• WHAT YOU WILL DO: Your job is to restate each entry word for word.

• EXCERPTED DATA:

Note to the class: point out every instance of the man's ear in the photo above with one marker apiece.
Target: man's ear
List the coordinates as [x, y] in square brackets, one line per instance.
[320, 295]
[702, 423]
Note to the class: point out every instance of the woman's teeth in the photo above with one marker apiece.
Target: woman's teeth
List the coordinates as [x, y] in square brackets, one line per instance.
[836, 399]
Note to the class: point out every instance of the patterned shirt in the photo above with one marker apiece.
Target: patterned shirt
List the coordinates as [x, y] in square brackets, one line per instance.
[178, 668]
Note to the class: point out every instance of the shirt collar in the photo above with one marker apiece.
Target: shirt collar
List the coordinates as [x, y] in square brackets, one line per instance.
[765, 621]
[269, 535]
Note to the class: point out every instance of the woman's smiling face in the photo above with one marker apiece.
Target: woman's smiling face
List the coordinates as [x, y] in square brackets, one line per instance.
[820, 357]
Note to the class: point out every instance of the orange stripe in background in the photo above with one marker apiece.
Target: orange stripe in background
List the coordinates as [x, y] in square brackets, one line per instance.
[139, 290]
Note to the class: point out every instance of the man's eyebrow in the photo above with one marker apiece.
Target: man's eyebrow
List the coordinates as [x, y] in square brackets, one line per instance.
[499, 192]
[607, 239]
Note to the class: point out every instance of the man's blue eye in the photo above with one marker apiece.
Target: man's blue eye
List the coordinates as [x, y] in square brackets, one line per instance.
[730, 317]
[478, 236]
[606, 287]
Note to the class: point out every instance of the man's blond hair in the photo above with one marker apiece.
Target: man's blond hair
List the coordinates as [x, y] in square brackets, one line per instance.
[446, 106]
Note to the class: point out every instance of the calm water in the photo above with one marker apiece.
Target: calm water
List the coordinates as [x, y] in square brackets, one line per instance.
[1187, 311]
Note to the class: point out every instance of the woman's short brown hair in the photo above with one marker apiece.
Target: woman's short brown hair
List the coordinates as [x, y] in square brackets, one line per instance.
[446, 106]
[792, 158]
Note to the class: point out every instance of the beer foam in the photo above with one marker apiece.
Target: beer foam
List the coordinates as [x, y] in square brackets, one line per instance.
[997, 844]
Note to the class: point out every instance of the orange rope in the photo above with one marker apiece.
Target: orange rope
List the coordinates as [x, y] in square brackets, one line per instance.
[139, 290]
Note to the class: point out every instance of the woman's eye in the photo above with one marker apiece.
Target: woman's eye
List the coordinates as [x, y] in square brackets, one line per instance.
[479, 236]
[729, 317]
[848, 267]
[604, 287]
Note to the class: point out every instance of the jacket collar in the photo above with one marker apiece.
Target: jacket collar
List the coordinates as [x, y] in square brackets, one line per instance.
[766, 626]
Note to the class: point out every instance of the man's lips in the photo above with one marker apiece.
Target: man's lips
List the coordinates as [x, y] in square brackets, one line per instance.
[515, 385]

• EXERCISE OUTPUT:
Note to the class: point out every instance of the man's ear in the photo above with one marker apiece.
Target: man's ear
List the coordinates as [x, y] in square brackets, one line per instance.
[320, 295]
[702, 423]
Note to the class: point out every instance of the woman's teeth in the photo above with one marker apiece.
Target: woman's teeth
List the coordinates as [x, y] in square brackets, one line per instance.
[836, 399]
Note to the class: point out every instance of the patterned shirt in the photo above with one marker apiece.
Target: patterned shirt
List the coordinates as [x, y] in square brackets, one line per instance.
[178, 668]
Note to the class: point out every instance of the shirt collar in the photo above with one marker apiece.
Target: shirt collar
List the coordinates as [x, y] in square brackets, one line per instance.
[765, 621]
[269, 535]
Note to the class: point out every instance of the woman's smiling face in the photo above with one marker apiece.
Target: woman's smiling face
List the coordinates as [x, y] in square brackets, one line per instance.
[820, 357]
Note to the class: point out every instance of the orange stripe in background in the photo above with one marker apiece.
Target: orange stripe in background
List the coordinates as [x, y] in square brackets, one line per instance.
[139, 290]
Note to the class: point out every instance of the man's eyebrow in the photo above with one marker apiece.
Target: man's eyebrow
List the coordinates as [x, y] in square brackets, one line per instance.
[499, 192]
[607, 239]
Note to the class: point out every instance of the man's blue eye in the photo above with one marker apiece.
Target: man's blue eye
List the coordinates as [x, y] in square brackets, one line per instance.
[730, 317]
[478, 236]
[606, 287]
Note to the class: point out every instance of the man's blond hair in the photo above with one marker apiece.
Target: man's blond hair
List the coordinates as [x, y] in square brackets, one line per instance.
[446, 106]
Note to the class: point out every instance of the calm water in the photo above with one marker apiece.
Target: calm water
List the coordinates as [x, y] in square brackets, one line per instance.
[1187, 311]
Note to the class: point out every instance of the woman's short brown hair in the photo above with one marker apiece.
Target: woman's short brown hair
List the coordinates as [x, y] in square brackets, one line per instance.
[446, 106]
[792, 158]
Note to the class: point out every instance of the beer foam in the photo above with one marker apiece.
Target: beer foam
List the coordinates as [x, y] in square brackets, one line per instance.
[997, 844]
Note to the class: point out every instance of the orange rope in the photo above with one marker apiece.
Target: orange rope
List the coordinates as [x, y] in square brackets, one line per instance.
[139, 290]
Note to the class: point out every instance of the woman's eye in the photo above with one marker apiece.
Target: woman's eye
List the coordinates as [x, y] in square brackets, one line per instance.
[479, 236]
[729, 317]
[848, 267]
[604, 287]
Note to the class: point out every instance of the jacket collar in the photo above with one marker apiece.
Target: jacket collar
List the coordinates as [x, y] in square brackets, one line per instance.
[766, 626]
Note to the class: point out every instance of the man's lips in the photo above with one marker apiece.
Target: man's lips
List the coordinates as [x, y] in square brackets, one line per instance.
[515, 385]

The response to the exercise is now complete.